-- START OF Extracted records --

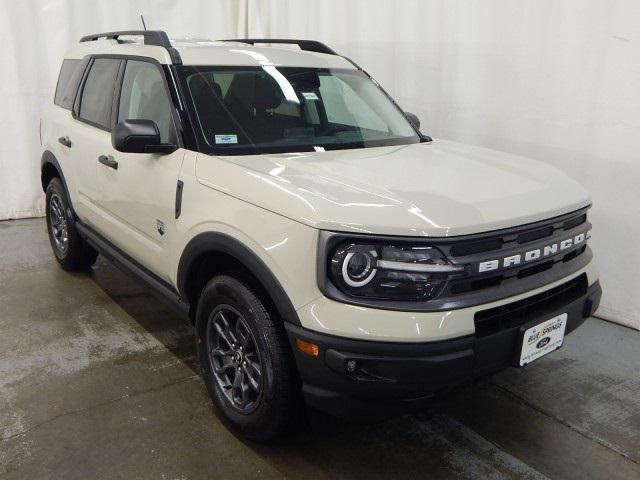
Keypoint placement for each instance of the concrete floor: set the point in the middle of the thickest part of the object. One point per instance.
(98, 380)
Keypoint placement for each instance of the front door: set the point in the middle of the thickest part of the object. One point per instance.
(136, 191)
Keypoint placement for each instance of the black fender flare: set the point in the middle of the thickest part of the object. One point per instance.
(48, 158)
(216, 242)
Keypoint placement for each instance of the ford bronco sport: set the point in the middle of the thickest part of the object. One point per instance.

-- END OF Extracted records --

Reproduce every line of the listing above, requests included, adding 70 to each number in the point coordinates. Leave the pictures out.

Keypoint placement for each instance of the concrete floor: set the point in the middle of the thickest part of the object. One point per instance.
(168, 450)
Keypoint placement for each instance of the front door: set the point in the middle of the thickest part of the object. One point per instance.
(206, 261)
Keypoint placement for each instance of the black fender flare: set the point in the middle of the thickest part of the object. One point per instance.
(118, 228)
(286, 312)
Keypoint placement for each instance of the ford bronco sport: set the point in the middle of the thickest part of the object. One point per instance.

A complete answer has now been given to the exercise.